- Written problem 1 -
Translate this sentence from the excerpt on debt repayment methods into Spanish: "With the avalanche debt repayment method, you will first make the minimum payments on all your debts."
- Written problem 2 -
Extend the excerpt on debt repayment methods, picking up right after its final sentence.

- Page excerpt -

>> begin

Sad but true: if you have debt, you know that the balance in your savings account can be more of an illusion. It often seems like there’s an underwater glacier that’s pulling any net balance in your account to a negative.

But no need to despair. There are some tactics to help you methodically pay off money owed.

For instance, you may have heard the terms “avalanche” and “snowball” debt repayment methods tossed about. No, it doesn’t involve hiding out in a snowy mountain range until your debt load magically disappears, although that would be pretty awesome. Instead, these are two common tactics to pay off your debt, whether you have student loans, credit card debt, personal loans, car loans, and so forth.

As September is the Month of Budgeting here at Chime, we are taking a deeper dive into these two popular debt repayment strategies. Read on to learn more about  the pros and cons of both, and from there you can figure out which budgeting method is best for you.

Avalanche Debt Repayment Method

With the avalanche debt repayment method, you will first make the minimum payments on all your debts. You will then focus on tackling the debt with the highest interest rate, paying the minimum payment plus extra payments each month. After you’ve crushed the first one, you then take the money you would use to pay off that debt and move onto the debt with the next-highest interest rate. (Note: we highly recommend setting up automatic savings, so you don’t spend the money you need to pay off your debt.)

To keep things simple, let’s just focus on credit card debt. Let’s say you have three credit cards, each with varying balances and interest rates:

Card A – Balance: $800, Minimum Payment: $50; Interest Rate: 25%

Card B – Balance: $2,000, Minimum Payment: $45: Interest Rate: 22%

Card C – Balance: $500, Minimum Payment: $40: Interest Rate: 20%

Because you’re doing the avalanche debt method, you’ll first make minimum payments on all three cards. In this scenario, you’d then also throw down $200 each month toward the credit card with the highest interest rate (in this case Card A with an interest rate of 25%).

After you’ve finished paying off Card A, or “mother lode interest rate (25% APR)” card, (congrats, btw), you put the minimum payment on Card B ($45) and Card C ($40), plus an extra $200 toward Card B (with the second highest interest rate of 22%.) Once you’ve paid off Card B, you’re left with Card C to pay off.


  • Pay off your debts faster. Because you’re throwing down larger chunks of cash toward your debt, you’ll make faster headway.
  • You save more money on interest. Because you’re tackling debt that costs you more in pesky interest rates (they add up quickly, trust me), you’ll be saving more moola.


  • Depending on your situation, you may not be able to afford to make the minimum payments, plus extra every month. If you do, it may not feel like you’re making much of a dent.
  • If the balance with the highest interest rate happens to have the largest amount of debt, it could it could take months to pay it off.

>> end

- Pointing and labeling entries -
>> begin

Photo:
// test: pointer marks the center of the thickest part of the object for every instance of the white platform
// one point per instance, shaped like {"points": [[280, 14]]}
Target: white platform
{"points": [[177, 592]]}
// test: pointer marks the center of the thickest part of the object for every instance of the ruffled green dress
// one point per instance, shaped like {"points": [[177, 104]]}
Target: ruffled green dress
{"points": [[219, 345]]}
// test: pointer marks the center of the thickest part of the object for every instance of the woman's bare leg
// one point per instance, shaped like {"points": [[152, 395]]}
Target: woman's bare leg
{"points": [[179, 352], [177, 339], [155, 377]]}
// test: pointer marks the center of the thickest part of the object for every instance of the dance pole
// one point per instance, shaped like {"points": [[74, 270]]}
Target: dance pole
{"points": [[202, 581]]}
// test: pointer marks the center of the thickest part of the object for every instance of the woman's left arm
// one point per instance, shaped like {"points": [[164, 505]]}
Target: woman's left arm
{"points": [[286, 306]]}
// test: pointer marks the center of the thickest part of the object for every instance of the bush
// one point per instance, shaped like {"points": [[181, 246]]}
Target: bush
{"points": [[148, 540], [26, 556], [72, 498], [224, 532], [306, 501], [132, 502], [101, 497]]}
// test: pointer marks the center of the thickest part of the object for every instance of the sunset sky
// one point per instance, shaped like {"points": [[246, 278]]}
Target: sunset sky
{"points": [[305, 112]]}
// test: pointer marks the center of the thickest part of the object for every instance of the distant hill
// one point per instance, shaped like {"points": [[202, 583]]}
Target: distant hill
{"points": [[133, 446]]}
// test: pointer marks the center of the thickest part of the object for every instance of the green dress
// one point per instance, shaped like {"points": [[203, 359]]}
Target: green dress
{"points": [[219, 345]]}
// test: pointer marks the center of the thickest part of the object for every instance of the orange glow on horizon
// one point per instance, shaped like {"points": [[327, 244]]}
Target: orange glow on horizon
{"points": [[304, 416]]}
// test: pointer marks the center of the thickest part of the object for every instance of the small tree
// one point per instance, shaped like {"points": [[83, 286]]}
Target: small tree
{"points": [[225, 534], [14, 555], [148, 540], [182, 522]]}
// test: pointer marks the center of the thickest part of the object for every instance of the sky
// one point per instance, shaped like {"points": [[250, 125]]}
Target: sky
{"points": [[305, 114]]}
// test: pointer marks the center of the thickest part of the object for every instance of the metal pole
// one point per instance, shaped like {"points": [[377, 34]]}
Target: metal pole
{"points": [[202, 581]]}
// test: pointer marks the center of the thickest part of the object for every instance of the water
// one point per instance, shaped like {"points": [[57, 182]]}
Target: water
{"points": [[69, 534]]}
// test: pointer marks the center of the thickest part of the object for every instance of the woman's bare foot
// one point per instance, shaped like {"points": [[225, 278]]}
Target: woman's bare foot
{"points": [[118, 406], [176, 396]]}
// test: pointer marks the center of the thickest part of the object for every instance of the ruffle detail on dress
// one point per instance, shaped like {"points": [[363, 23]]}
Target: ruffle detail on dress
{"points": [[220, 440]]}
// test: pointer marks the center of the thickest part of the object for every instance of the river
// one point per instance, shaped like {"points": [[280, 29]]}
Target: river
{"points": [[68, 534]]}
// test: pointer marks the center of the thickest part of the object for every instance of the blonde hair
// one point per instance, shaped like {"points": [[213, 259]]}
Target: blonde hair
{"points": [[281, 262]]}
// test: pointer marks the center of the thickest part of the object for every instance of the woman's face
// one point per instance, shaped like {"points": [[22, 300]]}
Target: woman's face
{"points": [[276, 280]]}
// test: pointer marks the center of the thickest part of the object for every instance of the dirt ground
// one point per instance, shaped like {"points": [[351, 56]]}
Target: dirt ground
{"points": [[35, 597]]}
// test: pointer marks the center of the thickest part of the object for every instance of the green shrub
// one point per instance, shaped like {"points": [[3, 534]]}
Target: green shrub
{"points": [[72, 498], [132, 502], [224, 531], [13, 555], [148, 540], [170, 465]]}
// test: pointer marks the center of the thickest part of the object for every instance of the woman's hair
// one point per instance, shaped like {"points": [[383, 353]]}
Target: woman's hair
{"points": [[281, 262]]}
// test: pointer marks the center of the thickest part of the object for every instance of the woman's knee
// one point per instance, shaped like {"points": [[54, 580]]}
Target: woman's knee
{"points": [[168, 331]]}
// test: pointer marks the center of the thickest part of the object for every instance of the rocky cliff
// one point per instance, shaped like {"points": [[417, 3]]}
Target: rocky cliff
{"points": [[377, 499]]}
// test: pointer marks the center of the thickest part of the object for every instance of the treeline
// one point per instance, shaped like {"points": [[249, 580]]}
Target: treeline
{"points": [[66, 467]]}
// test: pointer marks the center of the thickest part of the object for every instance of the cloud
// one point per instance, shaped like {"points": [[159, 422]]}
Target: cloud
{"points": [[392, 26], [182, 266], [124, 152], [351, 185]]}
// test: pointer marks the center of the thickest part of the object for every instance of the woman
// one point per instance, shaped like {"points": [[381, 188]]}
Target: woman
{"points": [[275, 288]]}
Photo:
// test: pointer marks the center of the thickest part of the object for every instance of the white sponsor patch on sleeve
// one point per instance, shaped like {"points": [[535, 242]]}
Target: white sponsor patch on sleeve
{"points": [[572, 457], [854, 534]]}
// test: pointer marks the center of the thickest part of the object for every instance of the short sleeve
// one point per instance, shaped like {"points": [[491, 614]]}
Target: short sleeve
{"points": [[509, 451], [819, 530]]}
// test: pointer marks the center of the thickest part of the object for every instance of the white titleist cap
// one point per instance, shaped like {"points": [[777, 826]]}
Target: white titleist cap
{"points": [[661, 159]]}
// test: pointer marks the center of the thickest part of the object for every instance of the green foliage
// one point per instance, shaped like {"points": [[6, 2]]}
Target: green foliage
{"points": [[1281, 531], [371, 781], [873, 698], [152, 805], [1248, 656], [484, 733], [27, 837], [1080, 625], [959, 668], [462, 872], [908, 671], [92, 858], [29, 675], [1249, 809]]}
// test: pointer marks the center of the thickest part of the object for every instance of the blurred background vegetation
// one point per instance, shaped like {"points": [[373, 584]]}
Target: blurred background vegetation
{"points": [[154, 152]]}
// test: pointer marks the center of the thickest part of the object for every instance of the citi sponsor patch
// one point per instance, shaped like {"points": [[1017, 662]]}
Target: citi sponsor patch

>> end

- Expected output 1 -
Con el método avalancha para pagar deudas, primero harás los pagos mínimos de todas tus deudas.

- Expected output 2 -
Snowball Debt Repayment Method

With the snowball debt repayment method, you will also make the minimum payments on all your debts. But there are two major differences between the snowball and avalanche repayment methods.

1. Instead of focusing on interest, you make payments based on your balances.

2. Instead of first paying off the debt with the highest interest rate, you start with the one with the lowest balance.

So, to illustrate this, let’s use the same three cards as we did with our Avalanche Debt Repayment example:

Card A – Balance: $800, Minimum Payment: $50; Interest Rate: 25%

Card B – Balance: $2,000, Minimum Payment: $45: Interest Rate: 22%

Card C – Balance: $500, Minimum Payment: $40: Interest Rate: 20%

In this case, you’d start with making extra payments on Card C (balance of $500) until it’s completely paid off. Next, you’d take the extra monthly payments you were making on Card C and put them toward Card A, which is the card with the next-highest balance (balance of $800). Once Card A is paid off, you then put all your efforts into Card B (balance of $2,000).


  • You enjoy wins early in the game. It’s quite motivating to knock out your first debt.
  • Because you’re focusing on the debt with the smallest balance, you can make greater strides with less money.


  • The biggest downside of the snowball method is you don’t save as much in interest. In other words, you’ll be paying more.

So which method is best? In the realm of social science and human behavior, research reveals that even though rationally we may want to save more, most people stay more motivated by taking care of the debts with the smaller balances.

That being said, it’s still ultimately up to you to decide. We’re not here to sway you one way or the other. Like all things in personal finance, there’s no one-size-fits-all solution. It really depends on what motivates you the most. Would you rather save more in interest, or knock out the smaller debts first?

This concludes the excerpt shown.